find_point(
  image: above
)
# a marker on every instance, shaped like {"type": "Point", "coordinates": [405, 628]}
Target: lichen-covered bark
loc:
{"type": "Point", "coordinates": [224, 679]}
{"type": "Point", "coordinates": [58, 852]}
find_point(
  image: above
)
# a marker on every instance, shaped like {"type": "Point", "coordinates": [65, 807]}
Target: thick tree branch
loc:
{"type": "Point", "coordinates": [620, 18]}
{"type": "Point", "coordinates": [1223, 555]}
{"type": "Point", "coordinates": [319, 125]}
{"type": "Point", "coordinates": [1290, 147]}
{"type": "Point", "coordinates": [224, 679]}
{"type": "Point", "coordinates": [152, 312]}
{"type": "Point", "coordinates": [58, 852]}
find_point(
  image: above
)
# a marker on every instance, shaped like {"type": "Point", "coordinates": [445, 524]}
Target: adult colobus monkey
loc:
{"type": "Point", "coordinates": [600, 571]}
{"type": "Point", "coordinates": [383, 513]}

══════════════════════════════

Reproduce every row above verbatim, character for character and in the same order.

find_point(
  image: above
)
# a marker on every instance, shaped like {"type": "Point", "coordinates": [405, 628]}
Target: lichen-covered bark
loc:
{"type": "Point", "coordinates": [224, 679]}
{"type": "Point", "coordinates": [58, 852]}
find_point(
  image: above
)
# a marker on every instance, shaped like {"type": "Point", "coordinates": [65, 807]}
Target: thick tree branch
loc:
{"type": "Point", "coordinates": [620, 18]}
{"type": "Point", "coordinates": [1223, 555]}
{"type": "Point", "coordinates": [319, 125]}
{"type": "Point", "coordinates": [1290, 147]}
{"type": "Point", "coordinates": [224, 679]}
{"type": "Point", "coordinates": [152, 312]}
{"type": "Point", "coordinates": [58, 852]}
find_point(
  image: above
)
# a marker on every instance, shaped like {"type": "Point", "coordinates": [445, 524]}
Target: adult colobus monkey
loc:
{"type": "Point", "coordinates": [600, 571]}
{"type": "Point", "coordinates": [383, 513]}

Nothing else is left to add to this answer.